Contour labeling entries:
○ ○ ○ ○ ○ ○ ○

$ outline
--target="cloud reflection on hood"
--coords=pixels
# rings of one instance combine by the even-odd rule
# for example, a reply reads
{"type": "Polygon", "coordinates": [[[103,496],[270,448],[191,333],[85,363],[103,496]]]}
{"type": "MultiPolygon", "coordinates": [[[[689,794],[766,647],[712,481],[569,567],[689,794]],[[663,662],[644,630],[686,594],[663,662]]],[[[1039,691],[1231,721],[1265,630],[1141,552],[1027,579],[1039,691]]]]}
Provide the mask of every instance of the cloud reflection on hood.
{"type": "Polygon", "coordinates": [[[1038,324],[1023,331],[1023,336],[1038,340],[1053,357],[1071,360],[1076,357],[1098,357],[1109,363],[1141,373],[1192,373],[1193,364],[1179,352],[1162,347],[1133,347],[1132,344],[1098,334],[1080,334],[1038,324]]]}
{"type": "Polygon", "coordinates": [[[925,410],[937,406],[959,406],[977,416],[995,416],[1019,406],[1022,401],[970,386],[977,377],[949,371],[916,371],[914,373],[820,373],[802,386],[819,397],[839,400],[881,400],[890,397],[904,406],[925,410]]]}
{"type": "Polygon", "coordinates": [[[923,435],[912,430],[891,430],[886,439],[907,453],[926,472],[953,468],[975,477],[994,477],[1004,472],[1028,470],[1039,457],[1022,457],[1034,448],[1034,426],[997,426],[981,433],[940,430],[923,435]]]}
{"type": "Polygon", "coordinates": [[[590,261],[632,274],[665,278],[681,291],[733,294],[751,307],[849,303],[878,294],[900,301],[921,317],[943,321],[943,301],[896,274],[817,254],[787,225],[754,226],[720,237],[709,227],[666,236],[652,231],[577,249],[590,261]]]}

○ ○ ○ ○ ○ ○ ○

Task instructions: Copy out the whole listing above without changing any line.

Solution:
$ outline
--target="cloud reflection on hood"
--coords=pixels
# rings of one instance combine by the even-odd rule
# for example, a reply reads
{"type": "Polygon", "coordinates": [[[103,496],[270,448],[191,333],[85,363],[103,496]]]}
{"type": "MultiPolygon", "coordinates": [[[[689,794],[766,647],[712,481],[569,567],[689,794]],[[663,662],[644,630],[686,594],[663,662]]],[[[1039,691],[1231,721],[1265,630],[1141,552],[1027,579],[1039,691]]]]}
Provide the mask of every instance of the cloud reflection on hood.
{"type": "Polygon", "coordinates": [[[1038,324],[1023,331],[1023,336],[1038,340],[1053,357],[1071,360],[1076,357],[1098,357],[1109,363],[1141,373],[1192,373],[1193,364],[1179,352],[1162,347],[1133,347],[1132,344],[1098,334],[1080,334],[1038,324]]]}
{"type": "Polygon", "coordinates": [[[925,410],[937,406],[959,406],[977,416],[995,416],[1019,406],[1022,401],[970,386],[977,377],[949,371],[916,371],[914,373],[820,373],[802,386],[819,397],[839,400],[881,400],[890,397],[904,406],[925,410]]]}
{"type": "Polygon", "coordinates": [[[923,435],[912,430],[891,430],[886,439],[907,453],[926,472],[953,468],[975,477],[994,477],[1004,472],[1028,470],[1039,457],[1022,457],[1034,448],[1034,426],[997,426],[981,433],[940,430],[923,435]]]}
{"type": "Polygon", "coordinates": [[[590,261],[632,274],[665,278],[681,291],[733,294],[751,307],[849,303],[878,294],[900,301],[921,317],[943,321],[943,301],[896,274],[817,254],[787,225],[754,226],[720,237],[709,227],[666,236],[652,231],[577,249],[590,261]]]}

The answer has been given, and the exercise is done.